-------- Records supplied --------

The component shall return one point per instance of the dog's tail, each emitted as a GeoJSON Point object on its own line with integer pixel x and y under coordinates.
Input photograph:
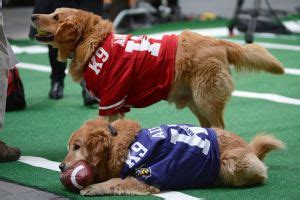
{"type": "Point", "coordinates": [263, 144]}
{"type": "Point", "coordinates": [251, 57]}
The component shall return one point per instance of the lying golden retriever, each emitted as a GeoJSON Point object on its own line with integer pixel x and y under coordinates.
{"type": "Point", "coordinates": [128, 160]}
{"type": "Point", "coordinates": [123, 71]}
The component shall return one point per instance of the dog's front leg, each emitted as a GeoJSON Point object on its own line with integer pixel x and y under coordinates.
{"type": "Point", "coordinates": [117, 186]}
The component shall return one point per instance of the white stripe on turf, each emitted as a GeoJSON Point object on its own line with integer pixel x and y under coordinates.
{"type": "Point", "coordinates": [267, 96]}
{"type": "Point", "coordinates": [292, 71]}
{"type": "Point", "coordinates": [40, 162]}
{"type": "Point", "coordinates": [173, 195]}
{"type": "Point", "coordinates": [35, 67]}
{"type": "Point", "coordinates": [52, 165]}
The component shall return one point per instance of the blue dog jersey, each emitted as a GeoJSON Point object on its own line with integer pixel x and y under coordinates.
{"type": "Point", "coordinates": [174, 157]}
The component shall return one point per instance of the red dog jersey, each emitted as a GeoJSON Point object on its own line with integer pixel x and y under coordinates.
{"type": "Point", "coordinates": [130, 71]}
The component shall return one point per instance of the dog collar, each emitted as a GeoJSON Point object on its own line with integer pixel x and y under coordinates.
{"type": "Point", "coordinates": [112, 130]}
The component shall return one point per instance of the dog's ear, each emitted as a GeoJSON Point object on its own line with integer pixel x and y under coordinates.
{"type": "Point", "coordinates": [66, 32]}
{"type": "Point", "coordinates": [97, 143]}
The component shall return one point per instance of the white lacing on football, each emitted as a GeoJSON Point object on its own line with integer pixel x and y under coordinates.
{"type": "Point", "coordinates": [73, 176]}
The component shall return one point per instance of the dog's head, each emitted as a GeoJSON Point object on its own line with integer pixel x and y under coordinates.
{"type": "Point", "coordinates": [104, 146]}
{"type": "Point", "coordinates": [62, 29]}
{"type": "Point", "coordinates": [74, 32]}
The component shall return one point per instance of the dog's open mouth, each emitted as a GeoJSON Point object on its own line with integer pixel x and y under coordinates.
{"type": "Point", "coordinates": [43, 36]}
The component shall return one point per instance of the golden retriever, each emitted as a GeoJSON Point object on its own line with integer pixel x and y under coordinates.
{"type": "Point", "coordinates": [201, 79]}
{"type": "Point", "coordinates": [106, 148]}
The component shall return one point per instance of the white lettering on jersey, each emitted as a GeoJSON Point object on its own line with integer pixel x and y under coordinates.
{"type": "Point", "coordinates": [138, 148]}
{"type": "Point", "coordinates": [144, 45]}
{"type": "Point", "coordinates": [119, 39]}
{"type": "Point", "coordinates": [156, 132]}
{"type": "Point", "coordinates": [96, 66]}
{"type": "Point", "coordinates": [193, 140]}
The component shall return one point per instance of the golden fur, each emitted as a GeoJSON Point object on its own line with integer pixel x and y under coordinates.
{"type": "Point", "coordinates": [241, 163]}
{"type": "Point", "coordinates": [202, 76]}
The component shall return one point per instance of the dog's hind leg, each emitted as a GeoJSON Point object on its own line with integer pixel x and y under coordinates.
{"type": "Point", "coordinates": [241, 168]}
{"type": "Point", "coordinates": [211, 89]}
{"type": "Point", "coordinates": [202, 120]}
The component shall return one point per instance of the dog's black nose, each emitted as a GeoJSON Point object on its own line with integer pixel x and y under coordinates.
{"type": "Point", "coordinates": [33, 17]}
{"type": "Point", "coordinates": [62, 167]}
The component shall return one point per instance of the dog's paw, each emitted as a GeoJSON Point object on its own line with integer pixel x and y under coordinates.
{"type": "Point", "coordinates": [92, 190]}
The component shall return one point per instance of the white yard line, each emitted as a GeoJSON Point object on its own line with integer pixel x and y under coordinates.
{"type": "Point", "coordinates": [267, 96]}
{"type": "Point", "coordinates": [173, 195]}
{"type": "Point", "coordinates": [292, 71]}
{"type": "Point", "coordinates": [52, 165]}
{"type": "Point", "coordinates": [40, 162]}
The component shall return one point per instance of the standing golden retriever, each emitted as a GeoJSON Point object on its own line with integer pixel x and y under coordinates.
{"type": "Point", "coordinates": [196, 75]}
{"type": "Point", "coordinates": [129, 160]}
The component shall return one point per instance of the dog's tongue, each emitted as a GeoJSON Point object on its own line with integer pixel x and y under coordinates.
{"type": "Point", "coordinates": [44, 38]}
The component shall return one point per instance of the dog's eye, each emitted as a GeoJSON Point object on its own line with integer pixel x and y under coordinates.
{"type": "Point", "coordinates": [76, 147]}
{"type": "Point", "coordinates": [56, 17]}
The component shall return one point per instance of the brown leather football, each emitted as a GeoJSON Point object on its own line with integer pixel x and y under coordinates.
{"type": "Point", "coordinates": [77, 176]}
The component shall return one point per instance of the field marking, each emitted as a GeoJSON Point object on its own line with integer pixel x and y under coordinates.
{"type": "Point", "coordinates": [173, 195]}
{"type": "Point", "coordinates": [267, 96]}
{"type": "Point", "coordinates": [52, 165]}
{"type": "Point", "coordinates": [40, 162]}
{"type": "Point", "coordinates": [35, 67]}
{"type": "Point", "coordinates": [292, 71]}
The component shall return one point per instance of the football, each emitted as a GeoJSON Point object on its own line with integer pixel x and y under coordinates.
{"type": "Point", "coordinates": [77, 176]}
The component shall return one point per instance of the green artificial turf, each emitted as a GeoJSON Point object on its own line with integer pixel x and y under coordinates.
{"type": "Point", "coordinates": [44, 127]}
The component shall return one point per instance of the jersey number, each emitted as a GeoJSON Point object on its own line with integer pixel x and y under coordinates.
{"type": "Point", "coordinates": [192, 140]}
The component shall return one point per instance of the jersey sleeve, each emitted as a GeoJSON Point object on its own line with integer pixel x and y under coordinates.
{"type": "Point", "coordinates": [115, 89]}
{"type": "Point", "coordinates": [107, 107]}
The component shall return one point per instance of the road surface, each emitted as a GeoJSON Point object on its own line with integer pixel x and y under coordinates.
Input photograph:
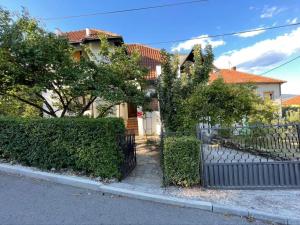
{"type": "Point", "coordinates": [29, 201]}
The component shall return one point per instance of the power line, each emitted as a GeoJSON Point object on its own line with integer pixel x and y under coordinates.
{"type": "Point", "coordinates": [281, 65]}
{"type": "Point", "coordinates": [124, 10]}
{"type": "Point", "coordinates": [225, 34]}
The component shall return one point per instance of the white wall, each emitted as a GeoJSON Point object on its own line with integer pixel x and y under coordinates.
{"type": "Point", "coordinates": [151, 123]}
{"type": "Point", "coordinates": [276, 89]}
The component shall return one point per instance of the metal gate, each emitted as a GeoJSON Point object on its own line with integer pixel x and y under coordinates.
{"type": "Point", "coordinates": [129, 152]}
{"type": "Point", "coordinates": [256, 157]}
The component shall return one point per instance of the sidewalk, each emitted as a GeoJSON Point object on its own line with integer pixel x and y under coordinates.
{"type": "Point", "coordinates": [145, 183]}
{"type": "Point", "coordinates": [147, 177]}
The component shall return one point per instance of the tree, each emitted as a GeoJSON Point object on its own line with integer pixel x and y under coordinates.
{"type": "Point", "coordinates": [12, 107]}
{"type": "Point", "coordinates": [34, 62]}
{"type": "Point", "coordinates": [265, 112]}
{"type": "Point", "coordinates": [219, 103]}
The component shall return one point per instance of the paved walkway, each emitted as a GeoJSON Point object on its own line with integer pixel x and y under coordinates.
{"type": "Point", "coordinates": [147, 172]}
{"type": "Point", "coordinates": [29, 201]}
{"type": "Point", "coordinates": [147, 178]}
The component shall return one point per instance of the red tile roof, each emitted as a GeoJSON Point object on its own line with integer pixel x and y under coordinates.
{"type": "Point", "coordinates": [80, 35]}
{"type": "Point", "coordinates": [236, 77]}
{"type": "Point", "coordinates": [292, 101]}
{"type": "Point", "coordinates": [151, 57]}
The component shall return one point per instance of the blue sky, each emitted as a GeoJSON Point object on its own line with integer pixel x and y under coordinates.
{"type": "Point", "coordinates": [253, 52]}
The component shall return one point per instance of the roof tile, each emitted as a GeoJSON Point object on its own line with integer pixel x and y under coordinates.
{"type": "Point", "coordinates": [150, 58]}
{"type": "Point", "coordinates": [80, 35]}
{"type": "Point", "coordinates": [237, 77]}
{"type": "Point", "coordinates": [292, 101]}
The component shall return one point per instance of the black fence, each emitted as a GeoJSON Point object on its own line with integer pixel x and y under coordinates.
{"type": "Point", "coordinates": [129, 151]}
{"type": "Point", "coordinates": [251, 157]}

--------

- _Work to complete_
Look above for the line that contains "blue sky, each". That line and every line after it through the end of the data must be written out exactly, with nothing else.

- _Answer to this problem_
The component shall return one point per instance of the blue sky, each emitted as a GeoJSON Point object on its own line with integer pixel x and y under coordinates.
{"type": "Point", "coordinates": [253, 52]}
The component shall return one point per instance of the roof tile, each emitted as a GeoJSON Point object on its own line with integer pixel x and y under coordinates.
{"type": "Point", "coordinates": [150, 58]}
{"type": "Point", "coordinates": [80, 35]}
{"type": "Point", "coordinates": [237, 77]}
{"type": "Point", "coordinates": [292, 101]}
The component shall return one point per instance of the black fence, each emitted as a GeoJSON Point object on its own line with integer pixel x and y under coordinates.
{"type": "Point", "coordinates": [129, 151]}
{"type": "Point", "coordinates": [251, 157]}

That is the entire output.